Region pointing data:
○ ○ ○ ○

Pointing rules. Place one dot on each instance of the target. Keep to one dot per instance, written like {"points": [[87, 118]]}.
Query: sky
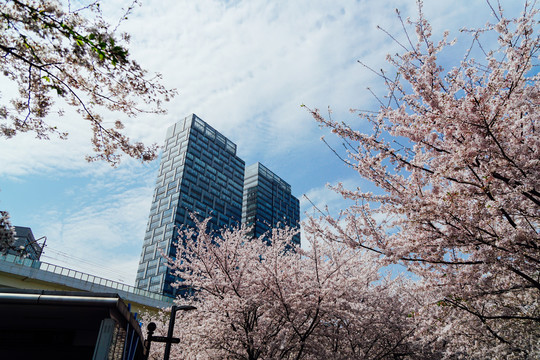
{"points": [[244, 67]]}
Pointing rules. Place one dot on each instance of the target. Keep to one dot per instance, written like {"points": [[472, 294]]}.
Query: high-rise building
{"points": [[199, 172], [267, 202]]}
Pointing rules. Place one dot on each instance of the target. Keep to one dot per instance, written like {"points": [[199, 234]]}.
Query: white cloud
{"points": [[243, 66]]}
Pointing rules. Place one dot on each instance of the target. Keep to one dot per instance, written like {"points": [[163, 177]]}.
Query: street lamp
{"points": [[168, 340]]}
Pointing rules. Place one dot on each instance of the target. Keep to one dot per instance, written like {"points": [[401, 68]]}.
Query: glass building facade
{"points": [[200, 173], [267, 202]]}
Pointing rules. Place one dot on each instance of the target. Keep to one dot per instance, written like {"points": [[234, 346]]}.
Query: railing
{"points": [[60, 270]]}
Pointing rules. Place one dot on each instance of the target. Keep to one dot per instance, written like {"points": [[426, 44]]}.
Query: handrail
{"points": [[75, 274]]}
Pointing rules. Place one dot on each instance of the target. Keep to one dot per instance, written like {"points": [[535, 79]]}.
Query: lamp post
{"points": [[169, 341]]}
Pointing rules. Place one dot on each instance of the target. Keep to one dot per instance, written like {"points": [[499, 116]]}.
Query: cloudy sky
{"points": [[245, 67]]}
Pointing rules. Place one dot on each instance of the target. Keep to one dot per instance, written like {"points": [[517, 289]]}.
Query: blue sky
{"points": [[245, 67]]}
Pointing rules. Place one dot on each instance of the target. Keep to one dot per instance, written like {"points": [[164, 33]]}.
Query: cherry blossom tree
{"points": [[257, 300], [456, 155], [7, 232], [52, 51]]}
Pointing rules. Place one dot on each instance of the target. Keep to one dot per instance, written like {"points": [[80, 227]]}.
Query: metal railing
{"points": [[60, 270]]}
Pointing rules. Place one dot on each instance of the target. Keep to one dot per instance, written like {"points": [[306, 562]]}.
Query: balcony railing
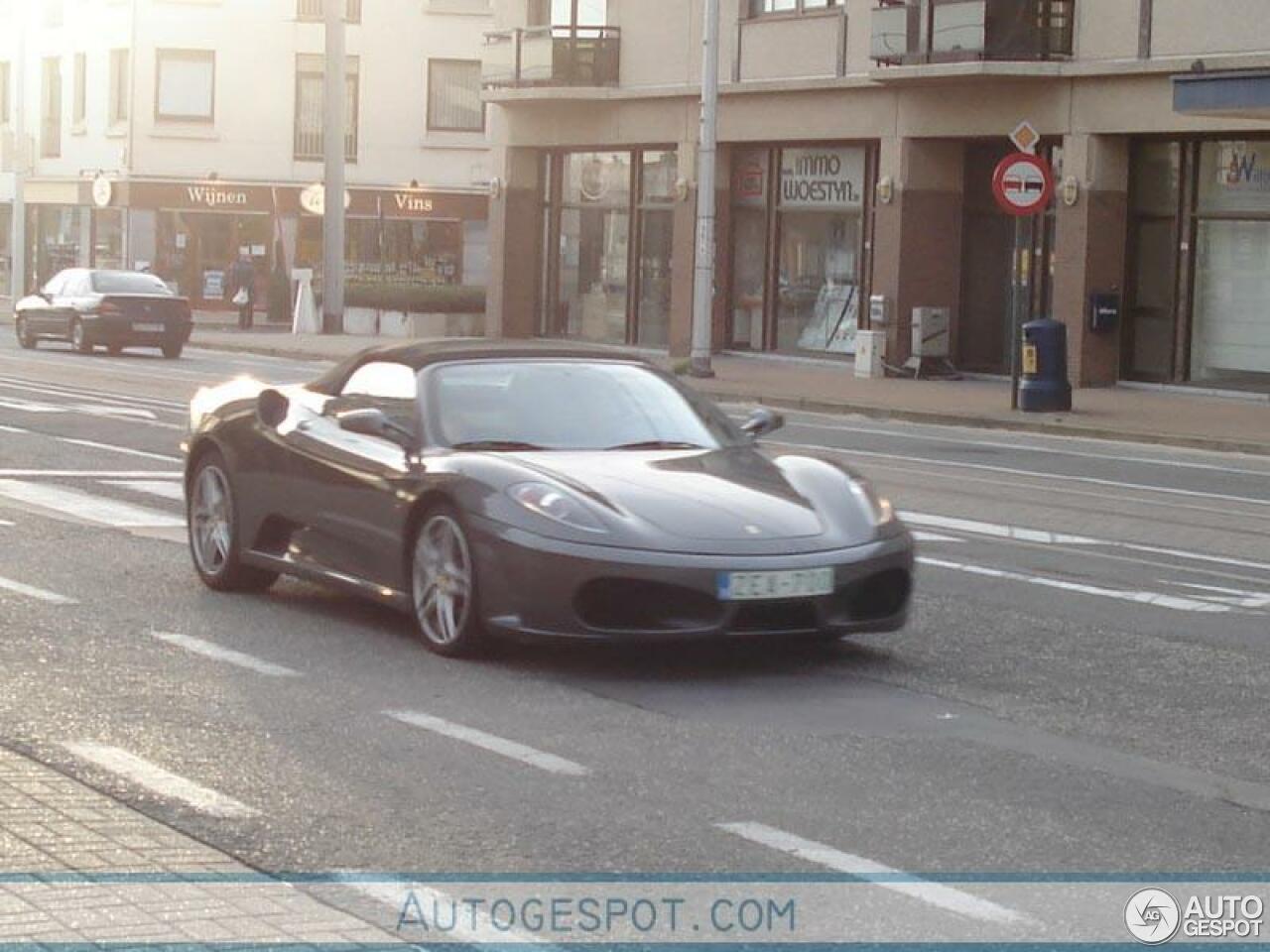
{"points": [[907, 32], [553, 56]]}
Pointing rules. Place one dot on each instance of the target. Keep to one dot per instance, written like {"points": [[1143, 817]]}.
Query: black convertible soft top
{"points": [[423, 353]]}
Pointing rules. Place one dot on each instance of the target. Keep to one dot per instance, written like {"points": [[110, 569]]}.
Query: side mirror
{"points": [[762, 422], [372, 421], [272, 408]]}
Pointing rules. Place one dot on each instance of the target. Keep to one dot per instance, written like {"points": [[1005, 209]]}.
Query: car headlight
{"points": [[880, 508], [556, 504]]}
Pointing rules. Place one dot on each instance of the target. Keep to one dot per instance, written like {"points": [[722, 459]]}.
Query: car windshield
{"points": [[524, 405], [127, 284]]}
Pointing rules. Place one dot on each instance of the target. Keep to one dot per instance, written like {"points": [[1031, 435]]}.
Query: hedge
{"points": [[417, 298]]}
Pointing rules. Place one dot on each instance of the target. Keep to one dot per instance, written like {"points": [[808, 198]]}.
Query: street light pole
{"points": [[333, 132], [23, 157], [702, 289]]}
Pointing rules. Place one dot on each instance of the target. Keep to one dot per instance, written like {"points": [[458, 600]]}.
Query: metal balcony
{"points": [[552, 56], [908, 32]]}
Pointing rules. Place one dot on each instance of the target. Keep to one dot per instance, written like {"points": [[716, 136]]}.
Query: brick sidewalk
{"points": [[79, 867], [1174, 417]]}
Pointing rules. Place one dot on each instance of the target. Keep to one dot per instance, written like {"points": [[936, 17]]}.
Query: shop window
{"points": [[751, 176], [658, 177], [594, 246], [186, 85], [80, 112], [1230, 335], [119, 91], [310, 98], [761, 8], [821, 240], [51, 113], [453, 96]]}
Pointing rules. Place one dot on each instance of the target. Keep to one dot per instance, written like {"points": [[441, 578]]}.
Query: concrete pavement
{"points": [[1080, 690], [1239, 422]]}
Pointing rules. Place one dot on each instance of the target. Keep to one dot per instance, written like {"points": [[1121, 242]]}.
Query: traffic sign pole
{"points": [[1024, 185]]}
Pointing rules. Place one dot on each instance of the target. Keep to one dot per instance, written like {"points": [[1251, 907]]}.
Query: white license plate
{"points": [[766, 587]]}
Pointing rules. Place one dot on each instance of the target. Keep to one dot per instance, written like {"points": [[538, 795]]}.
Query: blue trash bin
{"points": [[1044, 386]]}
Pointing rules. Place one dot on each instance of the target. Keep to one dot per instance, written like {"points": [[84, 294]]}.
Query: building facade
{"points": [[178, 135], [858, 140]]}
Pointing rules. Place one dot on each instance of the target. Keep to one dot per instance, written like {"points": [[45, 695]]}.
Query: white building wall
{"points": [[257, 44]]}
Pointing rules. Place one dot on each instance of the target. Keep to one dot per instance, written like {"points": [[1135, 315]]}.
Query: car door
{"points": [[349, 484], [75, 291]]}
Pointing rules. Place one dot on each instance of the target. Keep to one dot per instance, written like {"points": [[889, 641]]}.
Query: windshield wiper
{"points": [[497, 445], [658, 444]]}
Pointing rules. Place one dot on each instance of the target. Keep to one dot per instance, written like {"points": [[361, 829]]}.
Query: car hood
{"points": [[734, 500]]}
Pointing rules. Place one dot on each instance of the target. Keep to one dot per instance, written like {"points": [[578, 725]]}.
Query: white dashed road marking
{"points": [[159, 780], [509, 749], [167, 489], [935, 893], [216, 653], [32, 592], [1143, 598], [86, 508]]}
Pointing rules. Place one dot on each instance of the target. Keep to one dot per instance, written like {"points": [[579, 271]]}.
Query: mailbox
{"points": [[1103, 312], [1044, 388]]}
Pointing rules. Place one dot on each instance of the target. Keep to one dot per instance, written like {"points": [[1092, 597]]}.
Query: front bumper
{"points": [[543, 587]]}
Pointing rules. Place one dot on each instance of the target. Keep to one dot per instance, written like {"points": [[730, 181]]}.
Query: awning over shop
{"points": [[1243, 95]]}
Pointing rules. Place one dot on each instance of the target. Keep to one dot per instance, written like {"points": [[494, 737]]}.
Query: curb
{"points": [[989, 422]]}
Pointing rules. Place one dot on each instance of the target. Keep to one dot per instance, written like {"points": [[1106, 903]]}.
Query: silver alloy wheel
{"points": [[209, 521], [443, 580]]}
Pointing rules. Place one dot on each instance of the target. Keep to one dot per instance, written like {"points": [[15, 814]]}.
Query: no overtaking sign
{"points": [[1024, 184]]}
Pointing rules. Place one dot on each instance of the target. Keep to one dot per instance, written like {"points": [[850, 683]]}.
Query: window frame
{"points": [[51, 108], [453, 61], [352, 91], [748, 10], [305, 13], [187, 55]]}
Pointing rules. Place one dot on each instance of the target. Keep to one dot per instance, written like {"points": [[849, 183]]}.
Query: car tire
{"points": [[26, 339], [79, 338], [444, 589], [213, 534]]}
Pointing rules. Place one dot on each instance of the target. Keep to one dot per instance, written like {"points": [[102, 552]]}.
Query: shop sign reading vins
{"points": [[822, 178]]}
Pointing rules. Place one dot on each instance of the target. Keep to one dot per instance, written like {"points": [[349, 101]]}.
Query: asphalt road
{"points": [[1083, 688]]}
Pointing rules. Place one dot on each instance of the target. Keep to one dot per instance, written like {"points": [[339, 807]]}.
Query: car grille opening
{"points": [[775, 617], [876, 597], [636, 606]]}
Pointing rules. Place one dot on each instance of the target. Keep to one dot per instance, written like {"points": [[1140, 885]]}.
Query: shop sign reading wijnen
{"points": [[822, 178]]}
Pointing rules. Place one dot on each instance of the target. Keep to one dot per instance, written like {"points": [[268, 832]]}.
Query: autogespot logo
{"points": [[1152, 916]]}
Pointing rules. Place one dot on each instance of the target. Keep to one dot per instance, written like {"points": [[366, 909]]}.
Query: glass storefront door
{"points": [[610, 245], [1151, 307]]}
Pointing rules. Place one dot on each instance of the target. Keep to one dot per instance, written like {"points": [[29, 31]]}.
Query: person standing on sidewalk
{"points": [[243, 286]]}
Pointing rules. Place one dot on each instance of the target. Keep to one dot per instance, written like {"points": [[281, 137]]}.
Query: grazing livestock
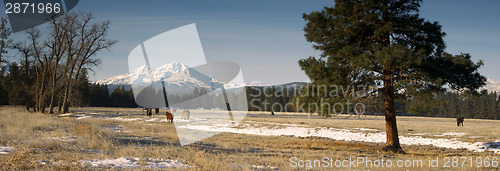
{"points": [[170, 117], [460, 121], [185, 114]]}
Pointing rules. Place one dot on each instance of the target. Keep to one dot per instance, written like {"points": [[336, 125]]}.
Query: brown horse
{"points": [[170, 117], [460, 121]]}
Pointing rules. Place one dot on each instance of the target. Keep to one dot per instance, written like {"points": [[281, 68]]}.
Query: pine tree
{"points": [[384, 43]]}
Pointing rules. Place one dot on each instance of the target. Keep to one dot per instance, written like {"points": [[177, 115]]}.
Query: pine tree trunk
{"points": [[392, 143]]}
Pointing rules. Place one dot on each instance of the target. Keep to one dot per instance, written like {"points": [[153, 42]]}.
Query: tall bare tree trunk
{"points": [[53, 91], [392, 143]]}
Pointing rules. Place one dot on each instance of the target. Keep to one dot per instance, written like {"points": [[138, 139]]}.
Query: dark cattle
{"points": [[460, 121], [170, 117], [185, 114]]}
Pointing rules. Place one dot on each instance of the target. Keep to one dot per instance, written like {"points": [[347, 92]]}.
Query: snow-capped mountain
{"points": [[177, 77]]}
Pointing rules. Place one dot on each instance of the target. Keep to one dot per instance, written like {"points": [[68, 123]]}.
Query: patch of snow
{"points": [[125, 119], [6, 150], [65, 139], [253, 167], [133, 163], [344, 134], [458, 134], [366, 129], [476, 137], [417, 134]]}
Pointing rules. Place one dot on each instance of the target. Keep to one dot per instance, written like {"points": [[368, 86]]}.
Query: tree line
{"points": [[482, 105], [49, 67]]}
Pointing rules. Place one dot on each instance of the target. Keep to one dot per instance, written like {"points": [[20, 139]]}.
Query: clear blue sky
{"points": [[266, 37]]}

○ ○ ○ ○

### DIRECTIONS
Your answer should hold the line with "Query: dark cattle" and each line after it to the end of the data, retyped exactly. Include no other lines.

### EXERCISE RESPONSE
Query: dark cattle
{"points": [[460, 121], [170, 117], [185, 114]]}
Pointing rules. Place one dot on each instance of the target. Keep to one dot per instance, written like {"points": [[347, 92]]}.
Query: snow-capped mountain
{"points": [[177, 77]]}
Pointing rules. Place one dot on each instance of the target. Keep to one dot per instance, written like {"points": [[68, 123]]}.
Query: patch of snow
{"points": [[125, 119], [6, 150], [65, 139], [253, 167], [133, 163], [344, 134], [458, 134], [366, 129], [476, 137], [417, 134]]}
Pointing rules. Place one dot on each instance of the target. Keep to one dot per instance, written like {"points": [[368, 86]]}.
Query: tree line
{"points": [[482, 105], [49, 67]]}
Pointing rules. Place one dot on each instance of the target. Keep to one dot per instance, written like {"points": [[20, 139]]}.
Query: clear blue sky
{"points": [[266, 37]]}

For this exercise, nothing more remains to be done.